───── Supplied records ─────
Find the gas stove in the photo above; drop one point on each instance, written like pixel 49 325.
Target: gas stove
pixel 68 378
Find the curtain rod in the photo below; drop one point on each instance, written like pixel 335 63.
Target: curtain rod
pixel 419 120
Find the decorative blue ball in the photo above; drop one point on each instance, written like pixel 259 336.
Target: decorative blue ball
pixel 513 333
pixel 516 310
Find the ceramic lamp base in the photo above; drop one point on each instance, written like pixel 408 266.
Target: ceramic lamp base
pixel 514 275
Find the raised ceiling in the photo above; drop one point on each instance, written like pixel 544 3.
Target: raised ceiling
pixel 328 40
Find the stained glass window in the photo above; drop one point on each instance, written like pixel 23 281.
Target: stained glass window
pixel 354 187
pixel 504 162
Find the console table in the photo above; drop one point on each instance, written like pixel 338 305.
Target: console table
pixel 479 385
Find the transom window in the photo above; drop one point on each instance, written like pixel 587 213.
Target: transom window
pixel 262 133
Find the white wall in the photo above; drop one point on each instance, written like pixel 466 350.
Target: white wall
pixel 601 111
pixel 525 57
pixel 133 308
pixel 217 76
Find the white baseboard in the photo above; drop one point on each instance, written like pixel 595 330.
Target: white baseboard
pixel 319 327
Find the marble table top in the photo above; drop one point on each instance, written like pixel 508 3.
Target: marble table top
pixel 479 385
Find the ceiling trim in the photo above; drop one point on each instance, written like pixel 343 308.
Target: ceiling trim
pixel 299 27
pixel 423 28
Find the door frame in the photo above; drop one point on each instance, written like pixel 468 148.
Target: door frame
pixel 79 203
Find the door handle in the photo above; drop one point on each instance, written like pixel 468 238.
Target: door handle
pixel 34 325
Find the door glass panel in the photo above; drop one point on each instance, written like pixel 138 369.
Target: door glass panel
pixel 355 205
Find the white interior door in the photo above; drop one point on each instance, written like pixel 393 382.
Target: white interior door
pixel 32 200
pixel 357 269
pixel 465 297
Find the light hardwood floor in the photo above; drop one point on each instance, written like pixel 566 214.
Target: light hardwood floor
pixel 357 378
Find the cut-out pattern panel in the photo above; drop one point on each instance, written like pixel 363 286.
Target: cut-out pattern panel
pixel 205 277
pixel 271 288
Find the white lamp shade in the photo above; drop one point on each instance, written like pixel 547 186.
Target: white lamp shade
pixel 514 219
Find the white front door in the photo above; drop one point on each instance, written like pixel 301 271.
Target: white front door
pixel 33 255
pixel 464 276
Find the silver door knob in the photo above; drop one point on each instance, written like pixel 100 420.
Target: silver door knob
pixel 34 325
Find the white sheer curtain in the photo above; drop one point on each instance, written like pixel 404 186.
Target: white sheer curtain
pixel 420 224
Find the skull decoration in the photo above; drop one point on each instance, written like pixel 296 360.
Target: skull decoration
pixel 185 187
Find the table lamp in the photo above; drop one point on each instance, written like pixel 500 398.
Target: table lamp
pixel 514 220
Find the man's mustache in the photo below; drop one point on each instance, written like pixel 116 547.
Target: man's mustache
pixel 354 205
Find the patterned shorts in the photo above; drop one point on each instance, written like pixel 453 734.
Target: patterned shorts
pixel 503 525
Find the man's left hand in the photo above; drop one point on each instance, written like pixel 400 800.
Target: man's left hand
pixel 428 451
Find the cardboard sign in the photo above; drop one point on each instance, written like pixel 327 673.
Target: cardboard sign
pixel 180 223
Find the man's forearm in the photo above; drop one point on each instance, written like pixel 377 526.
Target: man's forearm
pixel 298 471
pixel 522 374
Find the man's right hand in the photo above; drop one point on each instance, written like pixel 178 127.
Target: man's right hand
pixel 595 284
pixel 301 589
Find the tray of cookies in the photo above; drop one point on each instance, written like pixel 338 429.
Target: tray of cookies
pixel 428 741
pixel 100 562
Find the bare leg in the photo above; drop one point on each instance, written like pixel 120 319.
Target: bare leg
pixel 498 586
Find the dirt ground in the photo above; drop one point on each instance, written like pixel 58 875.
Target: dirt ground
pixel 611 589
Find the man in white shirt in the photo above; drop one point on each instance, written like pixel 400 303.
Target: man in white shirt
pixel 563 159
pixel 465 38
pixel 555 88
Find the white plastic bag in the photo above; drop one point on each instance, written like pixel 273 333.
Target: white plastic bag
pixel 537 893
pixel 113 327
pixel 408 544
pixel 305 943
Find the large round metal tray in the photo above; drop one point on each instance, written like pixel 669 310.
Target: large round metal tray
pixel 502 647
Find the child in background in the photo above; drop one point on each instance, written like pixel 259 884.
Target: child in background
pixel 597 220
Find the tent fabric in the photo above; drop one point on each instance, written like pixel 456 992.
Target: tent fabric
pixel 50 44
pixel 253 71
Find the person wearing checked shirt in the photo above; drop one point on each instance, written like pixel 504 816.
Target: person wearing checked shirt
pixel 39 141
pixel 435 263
─────
What the exercise asks: Return, unchanged, the lines of the listing above, starting at the line that contains "Find the white plastic" and ending at the final line of the listing.

Task result:
Find the white plastic bag in the photo above; drop one point on each instance, written like pixel 273 333.
Target: white plastic bag
pixel 537 893
pixel 113 327
pixel 408 544
pixel 305 943
Find the large round metal tray in the photo above; drop one point on each instance, written like pixel 669 310.
Target: large round metal tray
pixel 502 647
Find the child in background in the photo above; drop one point on each instance, written like pixel 259 884.
Target: child in background
pixel 597 220
Find the tent fabric in the photo above; drop one point on each instance, written like pixel 456 992.
Target: tent fabric
pixel 50 44
pixel 253 71
Find the person wearing checked shirt in the photo above; drop one point on each instance, written like pixel 504 816.
Target: person wearing checked shirt
pixel 39 141
pixel 435 263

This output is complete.